Assignment:
Only lines with the string "green" are wanted. Pull them out of the data.
*** Block opens ***
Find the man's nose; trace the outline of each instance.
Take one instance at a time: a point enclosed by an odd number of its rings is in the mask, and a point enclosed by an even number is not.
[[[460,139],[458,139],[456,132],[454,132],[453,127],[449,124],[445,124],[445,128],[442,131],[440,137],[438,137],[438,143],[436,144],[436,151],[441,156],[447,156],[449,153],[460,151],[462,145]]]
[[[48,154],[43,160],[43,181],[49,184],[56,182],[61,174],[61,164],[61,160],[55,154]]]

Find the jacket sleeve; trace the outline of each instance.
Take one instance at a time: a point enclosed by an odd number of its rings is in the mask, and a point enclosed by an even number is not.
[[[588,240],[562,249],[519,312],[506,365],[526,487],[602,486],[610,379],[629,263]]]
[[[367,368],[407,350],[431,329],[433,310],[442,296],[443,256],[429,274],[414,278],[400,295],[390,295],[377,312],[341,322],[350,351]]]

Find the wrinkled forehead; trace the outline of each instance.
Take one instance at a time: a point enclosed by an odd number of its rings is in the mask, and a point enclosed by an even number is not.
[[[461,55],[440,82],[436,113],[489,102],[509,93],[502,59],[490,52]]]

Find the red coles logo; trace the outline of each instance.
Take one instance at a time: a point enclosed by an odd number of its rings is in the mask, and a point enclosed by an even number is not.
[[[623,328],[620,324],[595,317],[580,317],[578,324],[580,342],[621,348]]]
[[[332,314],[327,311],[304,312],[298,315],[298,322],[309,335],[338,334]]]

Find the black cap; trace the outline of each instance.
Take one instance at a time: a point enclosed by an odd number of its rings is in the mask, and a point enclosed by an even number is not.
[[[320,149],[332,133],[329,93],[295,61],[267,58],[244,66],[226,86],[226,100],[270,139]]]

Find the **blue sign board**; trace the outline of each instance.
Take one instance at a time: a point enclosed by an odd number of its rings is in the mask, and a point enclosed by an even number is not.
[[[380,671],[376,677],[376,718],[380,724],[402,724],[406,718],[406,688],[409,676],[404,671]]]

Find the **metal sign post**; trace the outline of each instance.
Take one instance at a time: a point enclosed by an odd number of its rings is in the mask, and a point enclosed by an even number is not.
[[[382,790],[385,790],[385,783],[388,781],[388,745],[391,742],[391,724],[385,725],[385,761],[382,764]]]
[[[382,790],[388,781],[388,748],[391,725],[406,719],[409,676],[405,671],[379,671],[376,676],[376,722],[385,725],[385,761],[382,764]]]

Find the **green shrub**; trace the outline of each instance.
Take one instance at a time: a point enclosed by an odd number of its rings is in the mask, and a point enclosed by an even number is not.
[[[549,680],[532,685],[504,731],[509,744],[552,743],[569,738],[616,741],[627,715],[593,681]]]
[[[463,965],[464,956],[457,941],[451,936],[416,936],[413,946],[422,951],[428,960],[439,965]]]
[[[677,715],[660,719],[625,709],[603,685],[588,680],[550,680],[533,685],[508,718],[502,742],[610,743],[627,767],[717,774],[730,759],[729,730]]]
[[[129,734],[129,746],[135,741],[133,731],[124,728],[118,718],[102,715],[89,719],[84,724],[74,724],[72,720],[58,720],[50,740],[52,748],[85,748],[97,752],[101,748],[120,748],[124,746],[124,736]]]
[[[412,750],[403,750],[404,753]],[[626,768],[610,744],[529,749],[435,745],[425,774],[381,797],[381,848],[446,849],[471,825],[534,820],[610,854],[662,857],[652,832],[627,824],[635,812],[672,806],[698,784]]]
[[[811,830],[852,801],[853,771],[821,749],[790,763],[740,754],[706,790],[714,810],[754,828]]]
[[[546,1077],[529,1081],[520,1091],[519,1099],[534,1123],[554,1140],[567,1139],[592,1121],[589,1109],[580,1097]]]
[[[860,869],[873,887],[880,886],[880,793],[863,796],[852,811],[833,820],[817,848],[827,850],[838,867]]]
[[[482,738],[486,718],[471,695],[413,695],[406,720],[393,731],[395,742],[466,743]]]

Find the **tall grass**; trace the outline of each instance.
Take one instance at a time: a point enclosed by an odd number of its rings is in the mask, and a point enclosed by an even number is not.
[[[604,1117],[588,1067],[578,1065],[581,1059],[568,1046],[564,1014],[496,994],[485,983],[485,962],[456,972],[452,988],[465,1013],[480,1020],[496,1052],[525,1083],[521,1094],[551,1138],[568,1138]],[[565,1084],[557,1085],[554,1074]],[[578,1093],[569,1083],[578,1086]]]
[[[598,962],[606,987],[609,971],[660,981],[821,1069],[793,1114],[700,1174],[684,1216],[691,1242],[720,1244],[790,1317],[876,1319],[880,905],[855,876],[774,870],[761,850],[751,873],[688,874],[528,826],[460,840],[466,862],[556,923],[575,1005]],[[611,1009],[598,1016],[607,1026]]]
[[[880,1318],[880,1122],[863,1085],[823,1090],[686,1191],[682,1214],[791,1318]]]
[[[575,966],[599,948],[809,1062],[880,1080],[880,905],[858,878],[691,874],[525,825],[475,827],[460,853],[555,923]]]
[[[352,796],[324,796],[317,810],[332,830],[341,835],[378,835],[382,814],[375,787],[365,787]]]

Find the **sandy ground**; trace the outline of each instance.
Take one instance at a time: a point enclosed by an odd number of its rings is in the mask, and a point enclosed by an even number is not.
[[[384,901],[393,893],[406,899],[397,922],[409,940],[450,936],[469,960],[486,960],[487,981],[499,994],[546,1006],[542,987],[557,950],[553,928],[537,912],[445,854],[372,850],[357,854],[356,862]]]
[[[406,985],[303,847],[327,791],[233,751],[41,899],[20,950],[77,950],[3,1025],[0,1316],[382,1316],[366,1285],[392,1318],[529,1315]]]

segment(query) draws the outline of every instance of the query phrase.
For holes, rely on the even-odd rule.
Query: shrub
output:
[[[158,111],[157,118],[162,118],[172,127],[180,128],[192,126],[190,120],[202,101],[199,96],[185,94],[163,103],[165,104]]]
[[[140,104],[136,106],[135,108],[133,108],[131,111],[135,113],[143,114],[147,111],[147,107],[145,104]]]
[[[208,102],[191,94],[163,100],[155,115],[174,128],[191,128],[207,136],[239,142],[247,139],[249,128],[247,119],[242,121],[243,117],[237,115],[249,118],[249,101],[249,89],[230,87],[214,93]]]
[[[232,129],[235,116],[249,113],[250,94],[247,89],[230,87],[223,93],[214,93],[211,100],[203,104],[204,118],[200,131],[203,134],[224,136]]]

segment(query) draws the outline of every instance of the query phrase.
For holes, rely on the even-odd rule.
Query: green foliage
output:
*** Block closes ***
Output of the task:
Find the **green shrub**; trace the outline of each instance.
Query: green foliage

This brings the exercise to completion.